__EXCERPT__.
2. What is the profitability index of the project?
3. What is the IRR of the project?
4. What is the NPV of the project?
5. How sensitive is the NPV to changes in the price of the new PDA?
6. How sensitive is the NPV to changes in the quantity sold?
Case study #2 (8 points)
International Value Bank (IVB) Ltd has 10 million fully paid ordinary shares on issue and its
shares are listed on the Australian Securities Exchange (ASX). About 60 per cent of the
shares are held by Australian financial institutions and the closing price per shares on 15
October 2014 was $4. The company has a fully drawn $500 million bank loan facility, which
is due to be rolled over or repaid on 30 November 2014. IVB Ltd is close to breaching an
important covenant and its directors have resolved to raise equity to repay the loan on or
before the due date. The company’s last share issue occurred in 2011.
a) Assuming an issue price of $3.80 per share, what is the maximum amount IVB can
raise by making a share placement without the shareholder approval?
b) Advise the directors on the feasibility of raising the required funds by a traditional
renounceable or non-renounceable rights issue.
c) After receiving your advice, the directors are considering a combination of an
institutional placement followed immediately by an accelerated entitlement offer.
Does the maximum amount that can be raised by the placement remain the same as in
part a? Why, or why not? Review your answer to part b. How will your advice
change, given an accelerated offer structure is to be used?
d) Assume the company proceeds with an accelerated entitlement offer. From the
viewpoint of IVB’s shareholders, what is the main effect of making the offer
renounceable rather than non-renounceable? Will a renounceable offer necessarily
ensure that all shareholders are treated equally? Why or why not?

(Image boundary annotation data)
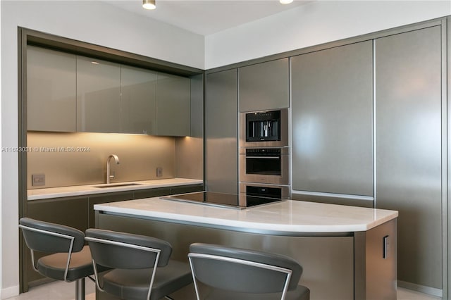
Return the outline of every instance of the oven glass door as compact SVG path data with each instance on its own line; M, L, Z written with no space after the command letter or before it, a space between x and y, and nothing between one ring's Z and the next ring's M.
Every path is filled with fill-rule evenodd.
M240 154L240 181L289 185L287 149L251 148Z
M247 155L246 174L280 176L280 154L273 156L248 156Z

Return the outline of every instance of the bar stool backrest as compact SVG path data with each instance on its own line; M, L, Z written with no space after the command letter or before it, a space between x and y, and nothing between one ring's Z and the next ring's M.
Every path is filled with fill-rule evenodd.
M19 220L19 227L22 229L27 246L32 251L78 252L85 245L85 234L68 226L22 218Z
M172 253L166 241L126 232L88 229L85 239L95 263L111 268L154 268L157 259L157 266L164 267Z
M220 245L192 244L188 258L194 285L197 280L233 292L283 292L283 299L287 290L296 289L302 273L302 267L290 257Z

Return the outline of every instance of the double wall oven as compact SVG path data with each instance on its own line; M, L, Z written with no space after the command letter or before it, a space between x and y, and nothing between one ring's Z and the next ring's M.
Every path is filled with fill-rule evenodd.
M290 198L288 109L240 113L240 194Z

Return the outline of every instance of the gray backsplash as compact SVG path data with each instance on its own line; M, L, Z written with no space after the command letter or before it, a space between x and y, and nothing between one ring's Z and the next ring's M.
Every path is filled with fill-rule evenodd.
M106 158L110 154L116 154L121 161L119 165L114 164L113 160L111 163L111 173L116 175L112 183L190 175L202 178L202 139L43 132L29 132L27 138L30 149L27 152L28 189L104 183ZM175 173L178 139L180 139L179 161L192 165L179 168L178 176ZM186 164L188 161L194 164ZM156 177L157 167L163 168L161 177ZM45 185L32 187L33 174L45 174Z

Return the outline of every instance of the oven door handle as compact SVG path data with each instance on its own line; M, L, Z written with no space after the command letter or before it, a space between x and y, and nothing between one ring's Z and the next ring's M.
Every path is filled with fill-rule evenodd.
M246 158L280 159L280 156L246 156Z

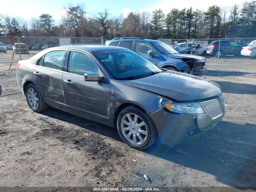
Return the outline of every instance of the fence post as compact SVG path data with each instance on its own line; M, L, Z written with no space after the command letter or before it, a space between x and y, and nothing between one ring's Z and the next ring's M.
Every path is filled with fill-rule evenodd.
M220 39L219 39L219 50L218 53L218 58L220 58Z
M20 54L20 38L18 38L18 42L19 43L19 54L20 54L20 60L21 60L21 54ZM15 45L14 45L15 47Z

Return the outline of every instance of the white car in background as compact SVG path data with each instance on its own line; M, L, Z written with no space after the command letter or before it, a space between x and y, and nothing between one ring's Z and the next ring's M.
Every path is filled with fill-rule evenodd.
M250 46L252 45L252 44L254 44L254 43L256 43L256 40L254 40L254 41L252 41L252 42L250 43L250 44L249 44L249 46Z
M241 54L244 56L256 58L256 43L243 47L241 51Z
M185 42L175 44L174 46L176 49L182 50L187 47L196 47L198 46L198 44L193 42ZM198 55L206 56L207 54L206 53L207 47L200 46L200 48L198 49L198 53L196 53L195 54Z

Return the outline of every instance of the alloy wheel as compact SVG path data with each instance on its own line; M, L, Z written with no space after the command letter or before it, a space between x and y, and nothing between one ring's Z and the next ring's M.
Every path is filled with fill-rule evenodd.
M123 116L121 130L126 140L136 146L145 143L148 136L148 128L145 122L134 113L127 113Z
M36 90L33 88L30 88L28 90L27 96L29 105L33 109L36 109L39 106L39 98Z

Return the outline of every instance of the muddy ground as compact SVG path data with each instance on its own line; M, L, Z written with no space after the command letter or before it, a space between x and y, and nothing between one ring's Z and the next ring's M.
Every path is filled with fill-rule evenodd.
M227 111L182 154L159 143L135 150L116 129L53 108L33 112L15 66L0 64L0 186L256 187L256 60L207 67Z

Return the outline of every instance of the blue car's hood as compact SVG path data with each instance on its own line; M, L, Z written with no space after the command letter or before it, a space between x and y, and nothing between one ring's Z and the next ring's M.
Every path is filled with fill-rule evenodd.
M175 59L186 58L198 61L202 60L202 61L205 60L205 61L206 61L206 59L203 57L190 54L171 54L169 55L169 56L171 58L174 58Z
M214 82L170 71L126 82L131 86L179 101L217 97L221 93L220 86Z

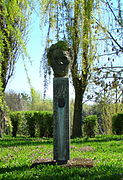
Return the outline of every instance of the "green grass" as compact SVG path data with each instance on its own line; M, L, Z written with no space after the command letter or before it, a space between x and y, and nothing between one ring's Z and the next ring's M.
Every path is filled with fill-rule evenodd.
M123 135L71 140L71 158L92 158L93 168L38 165L36 159L52 158L53 140L38 138L0 139L0 180L123 180ZM91 146L93 151L81 151Z

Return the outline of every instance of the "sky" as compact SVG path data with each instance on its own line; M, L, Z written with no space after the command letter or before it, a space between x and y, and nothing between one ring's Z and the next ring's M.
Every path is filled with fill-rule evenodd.
M39 91L43 96L43 74L42 76L40 74L40 61L43 54L43 48L45 47L44 33L45 31L42 32L40 28L40 13L34 12L28 35L29 40L27 43L27 51L31 57L32 63L30 63L27 58L25 58L23 62L22 57L19 57L15 65L14 74L7 84L6 92L13 90L17 93L30 93L30 86L24 69L25 63L32 87ZM72 97L74 96L72 85L70 85L70 94ZM53 98L53 77L51 77L50 84L46 92L46 98Z
M45 47L45 33L46 31L44 30L44 32L42 32L40 28L40 13L39 11L34 11L30 25L30 32L28 35L29 41L27 43L27 50L31 57L32 65L27 58L25 58L24 62L26 64L32 86L42 95L44 87L43 78L40 75L40 61ZM121 58L118 59L119 63L117 61L117 64L120 65ZM9 90L14 90L15 92L25 92L28 94L30 93L30 87L27 81L24 63L21 56L16 63L14 75L9 80L7 85L6 91ZM46 97L51 99L53 98L53 77L51 77L51 82L48 86ZM71 84L70 97L74 97L74 90Z
M40 14L36 12L33 12L28 38L27 51L31 57L31 62L29 62L27 58L25 58L23 62L23 58L21 56L19 57L15 65L14 75L9 80L6 91L30 92L26 71L24 69L25 63L32 86L43 94L43 79L40 76L40 60L45 44L42 43L44 38L40 30ZM47 91L47 96L52 98L52 80L49 88L50 90Z

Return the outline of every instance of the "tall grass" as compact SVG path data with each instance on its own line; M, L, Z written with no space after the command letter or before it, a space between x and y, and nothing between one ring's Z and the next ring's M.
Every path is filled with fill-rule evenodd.
M91 158L92 168L38 165L30 169L34 161L52 157L53 139L0 139L0 180L122 180L123 135L71 140L71 158Z

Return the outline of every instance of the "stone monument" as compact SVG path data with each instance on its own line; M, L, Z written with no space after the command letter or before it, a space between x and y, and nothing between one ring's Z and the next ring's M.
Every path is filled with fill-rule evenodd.
M53 79L53 119L54 119L54 160L65 164L69 152L69 78L71 50L64 41L53 44L47 53L48 63L54 71Z

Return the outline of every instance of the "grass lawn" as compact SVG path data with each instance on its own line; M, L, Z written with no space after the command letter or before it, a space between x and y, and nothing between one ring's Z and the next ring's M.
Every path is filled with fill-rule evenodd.
M123 180L123 135L72 139L70 152L71 158L93 159L94 167L30 169L35 160L53 157L53 140L5 137L0 139L0 180Z

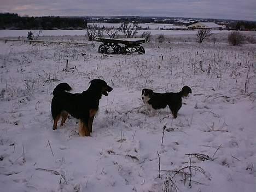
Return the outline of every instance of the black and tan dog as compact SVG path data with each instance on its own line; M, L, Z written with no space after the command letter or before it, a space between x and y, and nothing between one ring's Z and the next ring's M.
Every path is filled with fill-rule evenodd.
M151 89L143 89L141 98L149 114L154 113L155 109L163 109L168 106L173 118L176 118L182 105L182 97L187 97L190 93L192 93L192 90L187 85L179 92L160 94L154 92Z
M103 80L94 79L90 83L88 89L82 93L72 94L65 91L72 89L66 83L59 84L54 89L53 92L54 97L51 100L54 130L57 129L57 123L61 117L61 125L63 125L68 114L70 114L79 120L79 135L90 136L102 95L108 96L108 92L110 92L113 89Z

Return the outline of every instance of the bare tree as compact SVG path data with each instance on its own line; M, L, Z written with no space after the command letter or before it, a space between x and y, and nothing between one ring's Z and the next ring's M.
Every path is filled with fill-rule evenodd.
M39 30L37 32L30 31L27 33L27 39L28 40L37 40L40 36L40 34L43 31L42 30ZM34 34L34 33L36 33L36 36Z
M109 38L115 38L116 36L118 36L118 29L114 26L105 29L105 32L109 36Z
M137 28L138 24L136 22L129 24L123 22L119 27L119 31L121 31L124 36L126 38L132 38L138 33Z
M197 31L196 36L197 37L199 43L202 43L206 37L210 36L211 34L211 30L200 30Z
M95 24L88 24L86 29L86 36L89 40L94 40L97 37L102 37L103 29L100 25L97 26Z
M143 32L141 34L141 38L144 38L146 39L146 42L149 42L151 40L151 33L150 32Z
M237 31L233 31L229 34L228 36L228 40L229 43L232 45L238 45L242 43L243 40L243 36Z

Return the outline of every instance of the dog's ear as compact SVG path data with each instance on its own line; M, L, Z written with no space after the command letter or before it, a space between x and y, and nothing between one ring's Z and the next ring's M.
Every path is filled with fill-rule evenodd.
M142 89L142 91L141 91L141 95L143 95L144 92L145 92L146 89Z

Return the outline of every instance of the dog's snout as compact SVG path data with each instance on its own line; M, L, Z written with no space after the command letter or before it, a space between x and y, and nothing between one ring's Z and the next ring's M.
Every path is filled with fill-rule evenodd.
M113 90L113 88L112 87L110 87L110 86L108 86L108 91L110 92L112 90Z

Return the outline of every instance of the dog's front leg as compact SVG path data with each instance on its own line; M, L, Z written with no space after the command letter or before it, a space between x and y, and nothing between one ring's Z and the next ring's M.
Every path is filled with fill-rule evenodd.
M79 120L78 133L80 136L90 136L88 129L88 122L83 122Z
M94 123L94 117L95 115L92 115L92 117L90 117L89 119L88 127L90 133L92 132L92 123Z

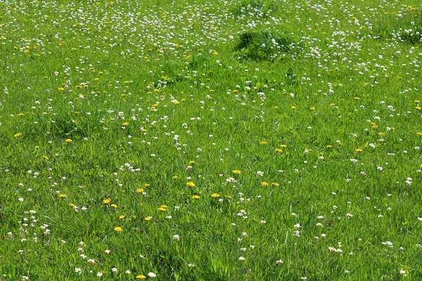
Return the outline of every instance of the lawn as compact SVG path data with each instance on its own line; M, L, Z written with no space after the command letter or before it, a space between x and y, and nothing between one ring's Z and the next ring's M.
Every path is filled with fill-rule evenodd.
M416 0L0 1L0 280L422 280L421 32Z

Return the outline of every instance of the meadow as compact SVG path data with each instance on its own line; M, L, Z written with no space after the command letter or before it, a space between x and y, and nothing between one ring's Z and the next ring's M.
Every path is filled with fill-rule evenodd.
M422 280L416 0L0 1L0 280Z

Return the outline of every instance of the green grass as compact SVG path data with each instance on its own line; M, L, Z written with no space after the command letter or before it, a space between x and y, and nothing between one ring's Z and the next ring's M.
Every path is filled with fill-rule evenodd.
M421 280L421 8L0 3L0 280Z

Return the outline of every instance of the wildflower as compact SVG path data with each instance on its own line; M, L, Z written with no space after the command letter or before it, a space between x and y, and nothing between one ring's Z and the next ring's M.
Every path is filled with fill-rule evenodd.
M122 231L123 231L123 228L122 228L120 226L117 226L115 228L115 230L116 230L117 233L121 233Z

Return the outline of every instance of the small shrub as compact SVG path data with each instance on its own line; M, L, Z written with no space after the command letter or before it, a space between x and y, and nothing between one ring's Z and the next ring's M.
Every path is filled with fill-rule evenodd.
M300 48L300 44L294 43L292 38L286 35L248 32L239 35L235 51L241 58L274 61Z

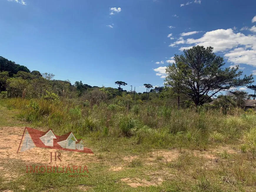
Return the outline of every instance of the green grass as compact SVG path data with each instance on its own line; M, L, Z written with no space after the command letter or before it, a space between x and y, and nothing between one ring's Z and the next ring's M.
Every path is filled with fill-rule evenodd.
M90 108L77 100L0 100L0 126L40 126L52 128L56 134L72 131L95 153L93 160L87 163L89 173L86 178L26 174L26 162L2 159L0 166L15 171L16 176L0 176L0 191L255 190L253 112L238 108L225 114L203 108L178 111L150 102L127 107L119 101ZM165 156L168 152L176 153L171 160ZM111 168L119 167L117 171ZM159 178L162 181L134 188L122 181L127 178L153 183Z

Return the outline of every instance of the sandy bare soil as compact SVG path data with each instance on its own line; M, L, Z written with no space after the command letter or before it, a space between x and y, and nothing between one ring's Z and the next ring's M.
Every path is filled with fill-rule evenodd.
M58 165L70 164L83 165L94 159L93 154L73 152L63 150L35 147L23 152L17 151L22 137L24 127L0 127L0 158L16 159L27 162L30 165L33 163ZM61 161L54 160L54 152L61 153ZM52 152L53 162L50 162L51 152ZM75 163L74 163L75 162Z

__WHAT IS ASKED__.
Please answer these questions from the IVB case study:
(a) How many fully paid ordinary shares does IVB Ltd have on issue?
(b) On what date is the bank loan facility due to be rolled over or repaid?
(c) In what year did the company last issue shares?
The items are separate material, unrelated to the IVB case study.

__ANSWER FOR THE TASK__.
(a) 10 million
(b) 30 November 2014
(c) 2011